*GIVEN PASSAGE:*
_ _ _ _

These estimates are warped by media coverage. And the coverage itself is biased toward novelty and destruction. Good news isn’t news worthy. The media don’t just shape what people care about, but are also shaped by it. It’s a two-way conversation. The media will never report on anything that no one cares about.
The media has learned that people’s attention can be caught by shocking headlines or unusual events (like botulism). Because these things attract a disproportionate amount of attention, people think they occur more frequently than they do. The world in our minds is not an accurate replica of reality.
“Our expectations about the frequency of events are distorted by the prevalence and emotional intensity of the messages to which we are exposed.“
Thinking: Fast and Slow, Daniel Kahneman
The Availability Cascade
A variation of the Availability Heuristic is the Availability Cascade – a self-sustaining chain of events that originate from media reports of a minor event and lead to mass hysteria and large-scale government action. The emotional reaction itself becomes a story itself, so that news becomes about the outrage that is caused by the original event, which prompts additional media coverage.
The cycle is sometimes accelerated by individuals or organizations who work to ensure the constant flow of worrying news – the media competes for attention-grabbing headlines to stay relevant, and remain profitable.
“This is an availability cascade: a nonevent that is inflated by the media and the public until it fills our tv screens and becomes all anyone is talking about.”

_ _ _ _

*SOURCE DATA:*
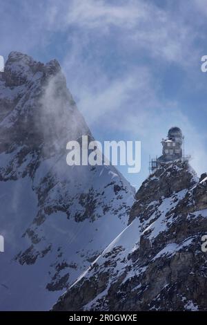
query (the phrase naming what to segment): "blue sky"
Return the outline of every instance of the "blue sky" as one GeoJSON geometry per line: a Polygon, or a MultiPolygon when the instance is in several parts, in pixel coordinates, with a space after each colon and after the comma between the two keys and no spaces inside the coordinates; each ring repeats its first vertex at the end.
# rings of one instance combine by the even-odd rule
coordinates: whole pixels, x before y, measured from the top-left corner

_ _ _ _

*CHALLENGES:*
**1.** Return the portion of the passage on media coverage starting at "These estimates are" and ending at "one cares about.".
**2.** Answer these from the passage on media coverage:
(a) Toward what is the coverage itself said to be biased?
(b) What work is credited as the source of the first quotation?
(c) What does the media compete for in order to stay relevant and remain profitable?
The data above was drawn from a different source.

*OUTPUTS FOR THE TASKS:*
**1.**
These estimates are warped by media coverage. And the coverage itself is biased toward novelty and destruction. Good news isn’t news worthy. The media don’t just shape what people care about, but are also shaped by it. It’s a two-way conversation. The media will never report on anything that no one cares about.

**2.**
(a) Novelty and destruction.
(b) Thinking: Fast and Slow, by Daniel Kahneman.
(c) Attention-grabbing headlines.